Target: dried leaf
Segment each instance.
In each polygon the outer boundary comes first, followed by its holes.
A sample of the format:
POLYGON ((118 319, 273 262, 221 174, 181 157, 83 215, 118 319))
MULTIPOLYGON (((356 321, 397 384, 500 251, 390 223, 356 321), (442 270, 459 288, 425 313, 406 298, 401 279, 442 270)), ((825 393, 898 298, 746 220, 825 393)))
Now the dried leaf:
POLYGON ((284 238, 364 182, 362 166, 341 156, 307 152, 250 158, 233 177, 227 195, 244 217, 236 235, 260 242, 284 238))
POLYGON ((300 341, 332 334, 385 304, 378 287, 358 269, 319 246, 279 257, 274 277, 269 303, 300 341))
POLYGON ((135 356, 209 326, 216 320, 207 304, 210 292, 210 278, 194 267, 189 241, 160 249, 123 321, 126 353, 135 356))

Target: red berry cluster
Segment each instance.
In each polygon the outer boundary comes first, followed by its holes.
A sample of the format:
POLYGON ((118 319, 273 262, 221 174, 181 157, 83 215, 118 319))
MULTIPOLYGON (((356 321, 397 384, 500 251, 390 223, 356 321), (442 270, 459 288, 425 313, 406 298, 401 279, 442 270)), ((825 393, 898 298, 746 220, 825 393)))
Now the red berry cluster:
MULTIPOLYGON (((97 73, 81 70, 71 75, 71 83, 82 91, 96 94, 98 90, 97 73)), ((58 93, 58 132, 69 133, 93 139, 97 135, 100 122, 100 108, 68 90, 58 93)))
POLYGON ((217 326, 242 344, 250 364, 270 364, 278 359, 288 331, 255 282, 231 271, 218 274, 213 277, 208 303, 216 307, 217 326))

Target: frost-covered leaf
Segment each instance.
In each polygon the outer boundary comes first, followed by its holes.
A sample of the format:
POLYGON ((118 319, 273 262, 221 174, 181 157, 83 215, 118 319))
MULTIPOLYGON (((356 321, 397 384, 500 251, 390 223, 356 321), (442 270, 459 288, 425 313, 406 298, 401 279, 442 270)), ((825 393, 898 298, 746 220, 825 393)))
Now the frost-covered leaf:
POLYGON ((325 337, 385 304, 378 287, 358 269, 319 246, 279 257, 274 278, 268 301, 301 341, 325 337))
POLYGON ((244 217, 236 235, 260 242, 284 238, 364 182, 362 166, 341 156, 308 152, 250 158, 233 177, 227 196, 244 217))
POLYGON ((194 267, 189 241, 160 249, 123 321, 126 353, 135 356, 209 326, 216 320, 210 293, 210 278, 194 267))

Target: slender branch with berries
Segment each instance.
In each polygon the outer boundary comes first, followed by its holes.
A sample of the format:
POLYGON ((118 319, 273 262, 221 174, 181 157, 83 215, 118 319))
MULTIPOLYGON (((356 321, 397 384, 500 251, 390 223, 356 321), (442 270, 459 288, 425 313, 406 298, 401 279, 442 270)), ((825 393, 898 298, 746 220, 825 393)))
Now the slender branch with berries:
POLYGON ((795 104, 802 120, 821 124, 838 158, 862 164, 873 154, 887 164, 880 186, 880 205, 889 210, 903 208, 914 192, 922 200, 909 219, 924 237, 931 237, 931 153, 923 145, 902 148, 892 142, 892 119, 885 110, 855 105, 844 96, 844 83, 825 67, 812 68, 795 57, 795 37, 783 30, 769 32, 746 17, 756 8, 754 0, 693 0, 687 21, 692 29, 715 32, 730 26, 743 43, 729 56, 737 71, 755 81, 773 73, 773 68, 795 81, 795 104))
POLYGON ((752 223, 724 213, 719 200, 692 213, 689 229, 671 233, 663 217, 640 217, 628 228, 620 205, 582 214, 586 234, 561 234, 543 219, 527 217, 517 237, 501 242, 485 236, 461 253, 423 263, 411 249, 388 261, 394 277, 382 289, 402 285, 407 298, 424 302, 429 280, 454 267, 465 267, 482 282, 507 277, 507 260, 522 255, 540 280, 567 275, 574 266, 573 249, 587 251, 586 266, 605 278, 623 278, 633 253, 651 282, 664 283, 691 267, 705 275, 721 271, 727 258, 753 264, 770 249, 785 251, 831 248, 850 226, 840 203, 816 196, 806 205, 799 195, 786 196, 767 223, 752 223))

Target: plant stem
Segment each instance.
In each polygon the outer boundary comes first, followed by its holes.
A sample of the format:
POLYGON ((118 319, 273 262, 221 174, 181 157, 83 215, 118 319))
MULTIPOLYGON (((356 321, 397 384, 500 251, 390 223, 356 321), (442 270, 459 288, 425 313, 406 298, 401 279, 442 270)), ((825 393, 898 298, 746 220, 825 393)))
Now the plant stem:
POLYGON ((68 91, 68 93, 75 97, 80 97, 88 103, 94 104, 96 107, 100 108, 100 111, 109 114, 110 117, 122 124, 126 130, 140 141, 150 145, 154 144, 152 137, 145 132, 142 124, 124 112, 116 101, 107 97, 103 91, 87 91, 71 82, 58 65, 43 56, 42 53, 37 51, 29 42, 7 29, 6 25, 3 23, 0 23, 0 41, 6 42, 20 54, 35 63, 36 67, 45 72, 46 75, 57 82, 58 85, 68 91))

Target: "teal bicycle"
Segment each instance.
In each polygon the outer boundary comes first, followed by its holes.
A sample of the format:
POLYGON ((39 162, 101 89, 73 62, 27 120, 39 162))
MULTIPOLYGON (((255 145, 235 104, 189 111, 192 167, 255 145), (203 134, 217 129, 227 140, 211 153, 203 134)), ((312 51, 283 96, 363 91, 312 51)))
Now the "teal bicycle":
_ _ _ _ _
* **What the exercise asks**
The material above must be returned in full, exactly as written.

* **Output for this task**
Target: dried leaf
Segment each instance.
In each polygon the outer boundary comes first, followed by its holes.
A sample of the format:
POLYGON ((118 319, 273 262, 221 174, 181 157, 83 215, 118 319))
MULTIPOLYGON (((356 321, 397 384, 500 251, 390 223, 356 321), (442 270, 459 288, 425 313, 406 298, 401 279, 442 270)), ((825 393, 898 298, 746 220, 825 393)))
Now the dried leaf:
POLYGON ((284 238, 364 182, 362 166, 341 156, 307 152, 250 158, 233 177, 227 195, 244 217, 236 235, 260 242, 284 238))
POLYGON ((300 341, 332 334, 385 304, 378 287, 358 269, 319 246, 279 257, 274 277, 269 303, 300 341))
POLYGON ((135 356, 209 326, 216 320, 207 304, 210 292, 210 278, 194 267, 189 241, 160 249, 123 321, 126 353, 135 356))

Target: red berry cluster
Segment each instance.
In each polygon the outer boundary comes first, followed by its holes.
A sample of the format:
POLYGON ((118 319, 273 262, 221 174, 181 157, 83 215, 118 319))
MULTIPOLYGON (((356 321, 397 384, 500 251, 390 223, 356 321), (442 270, 459 288, 425 313, 406 298, 401 279, 442 270)), ((825 393, 898 298, 746 220, 825 393)))
Now the red berry cluster:
MULTIPOLYGON (((97 73, 81 70, 71 75, 71 83, 82 91, 96 94, 98 90, 97 73)), ((58 93, 58 132, 69 133, 93 139, 97 135, 100 122, 100 108, 68 90, 58 93)))
POLYGON ((217 326, 242 344, 250 364, 270 364, 278 359, 288 331, 255 282, 231 271, 218 274, 213 277, 208 303, 216 307, 217 326))

Target: frost-covered leaf
Segment each instance.
In each polygon the outer boundary comes first, followed by its holes.
A sample of the format:
POLYGON ((118 319, 273 262, 221 174, 181 157, 83 215, 118 319))
MULTIPOLYGON (((356 321, 397 384, 500 251, 390 223, 356 321), (442 270, 459 288, 425 313, 406 298, 401 279, 442 270)), ((825 393, 898 298, 746 220, 825 393)))
Now the frost-covered leaf:
POLYGON ((325 337, 385 304, 378 287, 358 269, 319 246, 279 257, 274 278, 268 301, 301 341, 325 337))
POLYGON ((244 217, 236 235, 260 242, 284 238, 364 182, 362 166, 341 156, 308 152, 250 158, 233 177, 227 196, 244 217))
POLYGON ((194 267, 189 241, 160 249, 123 321, 126 353, 135 356, 209 326, 216 320, 210 293, 210 278, 194 267))

Target: slender branch with berries
Segment each instance.
In each polygon the outer boundary comes first, followed by its holes.
A sample of the format:
POLYGON ((118 319, 273 262, 221 174, 181 157, 83 215, 118 319))
MULTIPOLYGON (((356 321, 397 384, 500 251, 390 223, 356 321), (442 270, 459 288, 425 313, 406 298, 401 279, 442 270)), ((825 393, 898 298, 746 220, 825 393)))
Now the slender branch with berries:
POLYGON ((795 104, 802 120, 821 124, 838 158, 862 164, 873 154, 887 164, 880 186, 880 205, 889 210, 903 208, 914 192, 922 200, 909 219, 924 237, 931 237, 931 153, 923 145, 902 148, 892 142, 892 119, 885 110, 855 105, 844 96, 844 83, 825 67, 812 68, 795 57, 795 37, 783 30, 769 32, 746 17, 756 8, 754 0, 693 0, 687 21, 692 29, 715 32, 730 26, 743 43, 729 56, 737 71, 755 81, 773 73, 773 68, 795 81, 795 104))
POLYGON ((752 223, 724 213, 719 200, 692 213, 689 229, 671 233, 663 217, 640 217, 628 228, 620 205, 582 214, 586 234, 561 234, 543 219, 527 217, 517 237, 501 242, 485 236, 461 253, 423 263, 411 249, 388 261, 394 277, 382 289, 402 285, 407 298, 424 302, 429 280, 454 267, 465 267, 482 282, 507 277, 507 260, 522 255, 540 280, 567 275, 574 266, 573 249, 587 251, 586 266, 605 278, 623 278, 633 253, 651 282, 664 283, 691 267, 705 275, 721 271, 727 258, 753 264, 770 249, 785 251, 831 248, 850 226, 840 203, 816 196, 806 205, 799 195, 786 196, 767 223, 752 223))

Target: plant stem
Segment each instance.
In each polygon the outer boundary comes first, followed by its holes.
A sample of the format:
POLYGON ((118 319, 273 262, 221 174, 181 157, 83 215, 118 319))
MULTIPOLYGON (((356 321, 397 384, 500 251, 390 223, 356 321), (442 270, 459 288, 425 313, 406 298, 401 279, 442 270)), ((825 393, 898 298, 746 220, 825 393)))
Now the plant stem:
POLYGON ((68 91, 68 93, 75 97, 80 97, 88 103, 94 104, 96 107, 100 108, 100 111, 109 114, 110 117, 122 124, 126 130, 140 141, 150 145, 154 144, 152 137, 145 132, 142 124, 124 112, 116 101, 107 97, 103 91, 87 91, 71 82, 58 65, 43 56, 42 53, 37 51, 29 42, 7 29, 6 25, 3 23, 0 23, 0 41, 6 42, 20 54, 35 63, 36 67, 45 72, 46 75, 57 82, 58 85, 68 91))

Target: "teal bicycle"
Segment each instance.
In each polygon the outer boundary comes first, followed by its holes.
A sample of the format:
POLYGON ((39 162, 101 89, 73 62, 27 120, 39 162))
MULTIPOLYGON (((255 145, 235 104, 189 111, 192 167, 255 145), (203 134, 217 129, 227 140, 211 153, 203 134)), ((312 51, 283 96, 363 91, 312 51)))
Now the "teal bicycle":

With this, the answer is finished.